Dataset excerpt
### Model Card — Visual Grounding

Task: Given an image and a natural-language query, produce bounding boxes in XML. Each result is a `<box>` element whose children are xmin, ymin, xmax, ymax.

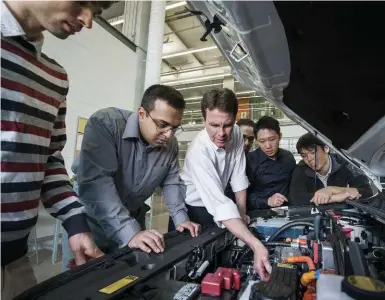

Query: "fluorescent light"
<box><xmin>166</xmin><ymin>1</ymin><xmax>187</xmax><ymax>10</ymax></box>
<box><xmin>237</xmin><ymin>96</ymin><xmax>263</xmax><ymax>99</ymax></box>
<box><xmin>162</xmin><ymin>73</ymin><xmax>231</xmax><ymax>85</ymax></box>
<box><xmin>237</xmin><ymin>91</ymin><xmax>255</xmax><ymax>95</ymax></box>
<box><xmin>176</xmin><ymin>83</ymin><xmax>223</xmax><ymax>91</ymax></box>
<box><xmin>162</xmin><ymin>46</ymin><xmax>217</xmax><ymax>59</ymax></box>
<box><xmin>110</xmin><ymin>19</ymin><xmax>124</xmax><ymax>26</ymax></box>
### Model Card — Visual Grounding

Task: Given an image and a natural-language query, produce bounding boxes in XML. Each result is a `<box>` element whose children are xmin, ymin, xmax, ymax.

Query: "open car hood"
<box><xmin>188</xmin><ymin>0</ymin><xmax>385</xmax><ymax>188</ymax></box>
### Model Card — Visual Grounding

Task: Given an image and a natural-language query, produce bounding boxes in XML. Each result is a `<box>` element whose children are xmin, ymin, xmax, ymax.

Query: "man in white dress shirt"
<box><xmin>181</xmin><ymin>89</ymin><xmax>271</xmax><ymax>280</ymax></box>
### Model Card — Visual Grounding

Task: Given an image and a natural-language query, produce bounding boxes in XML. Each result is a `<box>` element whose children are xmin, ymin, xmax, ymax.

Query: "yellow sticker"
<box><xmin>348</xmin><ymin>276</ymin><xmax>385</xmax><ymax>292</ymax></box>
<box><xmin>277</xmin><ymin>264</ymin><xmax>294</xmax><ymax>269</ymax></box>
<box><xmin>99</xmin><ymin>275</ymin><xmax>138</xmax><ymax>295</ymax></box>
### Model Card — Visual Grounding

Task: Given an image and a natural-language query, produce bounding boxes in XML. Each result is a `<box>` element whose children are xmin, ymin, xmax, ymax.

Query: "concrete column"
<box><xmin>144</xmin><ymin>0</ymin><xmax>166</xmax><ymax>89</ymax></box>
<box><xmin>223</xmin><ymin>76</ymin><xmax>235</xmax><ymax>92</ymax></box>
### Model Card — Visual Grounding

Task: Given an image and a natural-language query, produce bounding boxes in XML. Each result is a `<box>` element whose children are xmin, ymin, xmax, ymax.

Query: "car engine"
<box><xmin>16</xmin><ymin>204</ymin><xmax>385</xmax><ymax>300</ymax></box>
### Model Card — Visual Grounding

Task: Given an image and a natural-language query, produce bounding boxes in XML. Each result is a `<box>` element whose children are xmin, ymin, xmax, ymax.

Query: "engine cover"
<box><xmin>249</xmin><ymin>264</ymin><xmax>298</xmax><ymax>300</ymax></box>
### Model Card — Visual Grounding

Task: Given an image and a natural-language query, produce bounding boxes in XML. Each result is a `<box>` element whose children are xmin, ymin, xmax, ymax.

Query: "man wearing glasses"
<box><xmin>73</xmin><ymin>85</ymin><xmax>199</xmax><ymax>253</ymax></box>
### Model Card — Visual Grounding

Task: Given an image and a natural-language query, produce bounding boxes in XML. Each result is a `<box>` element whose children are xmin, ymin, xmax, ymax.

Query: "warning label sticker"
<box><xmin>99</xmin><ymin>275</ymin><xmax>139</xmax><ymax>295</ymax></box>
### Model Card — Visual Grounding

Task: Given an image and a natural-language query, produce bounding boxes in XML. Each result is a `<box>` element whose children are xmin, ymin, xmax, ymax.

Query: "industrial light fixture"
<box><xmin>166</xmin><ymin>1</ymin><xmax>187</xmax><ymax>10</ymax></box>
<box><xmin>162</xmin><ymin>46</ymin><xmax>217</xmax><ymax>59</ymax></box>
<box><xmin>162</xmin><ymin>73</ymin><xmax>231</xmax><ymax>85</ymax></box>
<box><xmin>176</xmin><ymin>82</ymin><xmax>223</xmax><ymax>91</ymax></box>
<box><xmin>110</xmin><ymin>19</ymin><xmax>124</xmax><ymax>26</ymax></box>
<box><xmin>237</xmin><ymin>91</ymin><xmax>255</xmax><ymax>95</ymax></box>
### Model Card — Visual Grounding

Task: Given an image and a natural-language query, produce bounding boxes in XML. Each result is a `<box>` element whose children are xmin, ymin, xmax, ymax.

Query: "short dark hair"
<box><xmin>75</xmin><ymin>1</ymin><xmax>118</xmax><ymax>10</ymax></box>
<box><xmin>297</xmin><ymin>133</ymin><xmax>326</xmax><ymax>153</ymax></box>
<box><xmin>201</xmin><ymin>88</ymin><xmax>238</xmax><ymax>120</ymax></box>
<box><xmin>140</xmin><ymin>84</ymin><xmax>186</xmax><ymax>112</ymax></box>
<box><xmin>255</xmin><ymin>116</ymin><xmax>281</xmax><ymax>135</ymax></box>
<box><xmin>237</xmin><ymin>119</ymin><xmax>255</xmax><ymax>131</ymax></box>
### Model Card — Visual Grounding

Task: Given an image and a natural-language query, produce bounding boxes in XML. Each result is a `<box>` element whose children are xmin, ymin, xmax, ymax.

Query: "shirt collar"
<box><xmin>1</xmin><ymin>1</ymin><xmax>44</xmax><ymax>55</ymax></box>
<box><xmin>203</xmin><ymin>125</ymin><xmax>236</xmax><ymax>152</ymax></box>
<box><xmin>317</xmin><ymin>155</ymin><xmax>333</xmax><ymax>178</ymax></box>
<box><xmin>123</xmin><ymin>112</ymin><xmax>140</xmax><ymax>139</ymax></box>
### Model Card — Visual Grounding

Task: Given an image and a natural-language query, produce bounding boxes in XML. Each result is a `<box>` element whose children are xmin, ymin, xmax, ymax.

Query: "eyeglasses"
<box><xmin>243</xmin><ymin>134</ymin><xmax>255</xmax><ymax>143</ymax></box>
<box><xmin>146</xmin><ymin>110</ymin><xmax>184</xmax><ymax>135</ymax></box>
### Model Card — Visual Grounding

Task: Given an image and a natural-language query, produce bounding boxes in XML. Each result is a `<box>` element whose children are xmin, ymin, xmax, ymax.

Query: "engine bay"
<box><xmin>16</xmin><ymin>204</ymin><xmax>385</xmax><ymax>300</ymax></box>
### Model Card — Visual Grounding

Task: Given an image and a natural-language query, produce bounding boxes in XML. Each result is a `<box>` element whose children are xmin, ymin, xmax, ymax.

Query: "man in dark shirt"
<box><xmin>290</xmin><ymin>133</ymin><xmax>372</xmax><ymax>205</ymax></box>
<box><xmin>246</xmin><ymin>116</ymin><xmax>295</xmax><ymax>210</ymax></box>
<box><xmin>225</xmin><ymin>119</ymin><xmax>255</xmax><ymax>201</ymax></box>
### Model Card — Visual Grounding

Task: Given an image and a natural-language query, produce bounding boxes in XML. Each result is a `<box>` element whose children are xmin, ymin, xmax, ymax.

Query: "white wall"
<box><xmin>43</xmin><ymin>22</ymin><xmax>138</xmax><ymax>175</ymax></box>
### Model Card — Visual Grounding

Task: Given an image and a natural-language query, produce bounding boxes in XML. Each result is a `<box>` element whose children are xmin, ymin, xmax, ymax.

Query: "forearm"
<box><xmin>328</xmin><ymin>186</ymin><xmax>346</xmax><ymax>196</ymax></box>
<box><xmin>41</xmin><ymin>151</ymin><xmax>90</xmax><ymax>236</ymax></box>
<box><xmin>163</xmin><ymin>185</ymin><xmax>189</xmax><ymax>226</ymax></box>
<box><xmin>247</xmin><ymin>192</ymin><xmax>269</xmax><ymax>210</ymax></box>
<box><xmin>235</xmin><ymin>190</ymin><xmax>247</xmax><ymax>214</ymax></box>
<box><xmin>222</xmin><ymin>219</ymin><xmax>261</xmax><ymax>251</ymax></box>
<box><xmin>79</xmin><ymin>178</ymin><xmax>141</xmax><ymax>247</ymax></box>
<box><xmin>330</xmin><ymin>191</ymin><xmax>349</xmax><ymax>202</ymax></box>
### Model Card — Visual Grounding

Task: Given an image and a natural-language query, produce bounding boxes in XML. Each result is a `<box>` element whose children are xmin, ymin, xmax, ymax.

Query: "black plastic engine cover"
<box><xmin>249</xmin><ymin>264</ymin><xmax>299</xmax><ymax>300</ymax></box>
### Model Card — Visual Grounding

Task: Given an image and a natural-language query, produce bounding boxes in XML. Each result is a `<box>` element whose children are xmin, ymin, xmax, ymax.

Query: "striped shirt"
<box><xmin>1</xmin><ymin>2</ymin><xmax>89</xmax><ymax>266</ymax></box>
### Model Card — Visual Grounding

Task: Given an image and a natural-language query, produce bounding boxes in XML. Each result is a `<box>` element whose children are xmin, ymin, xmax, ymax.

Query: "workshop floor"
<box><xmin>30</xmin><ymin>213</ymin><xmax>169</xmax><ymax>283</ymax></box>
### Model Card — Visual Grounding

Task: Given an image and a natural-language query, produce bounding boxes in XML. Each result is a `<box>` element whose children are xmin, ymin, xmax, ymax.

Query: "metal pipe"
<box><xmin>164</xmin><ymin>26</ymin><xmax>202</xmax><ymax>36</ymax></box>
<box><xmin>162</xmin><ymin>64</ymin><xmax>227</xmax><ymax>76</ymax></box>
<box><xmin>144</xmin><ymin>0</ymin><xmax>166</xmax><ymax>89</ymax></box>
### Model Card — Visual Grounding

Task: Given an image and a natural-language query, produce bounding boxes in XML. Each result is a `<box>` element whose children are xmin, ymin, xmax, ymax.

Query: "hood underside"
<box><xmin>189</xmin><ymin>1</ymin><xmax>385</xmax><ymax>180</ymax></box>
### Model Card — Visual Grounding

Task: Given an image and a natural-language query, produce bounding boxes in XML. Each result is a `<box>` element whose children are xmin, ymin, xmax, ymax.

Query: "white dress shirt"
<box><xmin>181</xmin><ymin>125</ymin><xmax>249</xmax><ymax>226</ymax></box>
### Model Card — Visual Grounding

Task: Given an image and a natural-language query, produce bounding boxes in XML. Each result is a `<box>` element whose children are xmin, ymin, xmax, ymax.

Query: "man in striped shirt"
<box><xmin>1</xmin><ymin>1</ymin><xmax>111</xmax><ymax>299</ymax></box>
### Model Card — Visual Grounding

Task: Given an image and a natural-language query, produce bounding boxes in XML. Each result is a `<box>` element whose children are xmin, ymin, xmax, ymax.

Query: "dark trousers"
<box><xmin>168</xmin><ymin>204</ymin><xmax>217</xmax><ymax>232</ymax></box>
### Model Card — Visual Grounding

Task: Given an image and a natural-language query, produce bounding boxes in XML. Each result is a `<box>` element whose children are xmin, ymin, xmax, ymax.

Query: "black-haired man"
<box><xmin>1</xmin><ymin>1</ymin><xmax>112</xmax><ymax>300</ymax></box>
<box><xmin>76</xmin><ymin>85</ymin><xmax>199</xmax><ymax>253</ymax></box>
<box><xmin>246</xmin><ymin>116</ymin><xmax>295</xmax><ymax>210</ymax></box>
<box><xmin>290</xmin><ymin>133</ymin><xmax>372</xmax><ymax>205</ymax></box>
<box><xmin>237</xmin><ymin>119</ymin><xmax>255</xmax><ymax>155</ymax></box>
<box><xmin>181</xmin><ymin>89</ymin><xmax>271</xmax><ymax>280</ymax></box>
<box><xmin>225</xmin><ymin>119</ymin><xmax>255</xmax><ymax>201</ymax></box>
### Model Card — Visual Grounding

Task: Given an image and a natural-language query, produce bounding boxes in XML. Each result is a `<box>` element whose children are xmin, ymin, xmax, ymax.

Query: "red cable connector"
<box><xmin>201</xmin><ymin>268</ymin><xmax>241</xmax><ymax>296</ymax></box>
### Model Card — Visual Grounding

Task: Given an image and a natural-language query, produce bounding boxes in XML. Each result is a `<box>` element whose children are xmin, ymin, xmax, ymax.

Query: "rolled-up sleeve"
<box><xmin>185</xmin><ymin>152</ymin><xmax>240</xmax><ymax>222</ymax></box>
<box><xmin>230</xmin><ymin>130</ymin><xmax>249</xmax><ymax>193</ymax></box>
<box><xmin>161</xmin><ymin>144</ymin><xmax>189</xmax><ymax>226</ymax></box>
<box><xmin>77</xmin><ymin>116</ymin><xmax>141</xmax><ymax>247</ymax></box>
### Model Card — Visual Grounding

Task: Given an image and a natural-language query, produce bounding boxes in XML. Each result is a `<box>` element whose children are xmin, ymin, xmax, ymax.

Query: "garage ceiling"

EXERCISE INSTRUCTIONS
Which lines of the material contain the word "dress"? Identify each one and copy it in full.

ANSWER TO THIS EXERCISE
Query: "man in white dress shirt"
Query: "white dress shirt"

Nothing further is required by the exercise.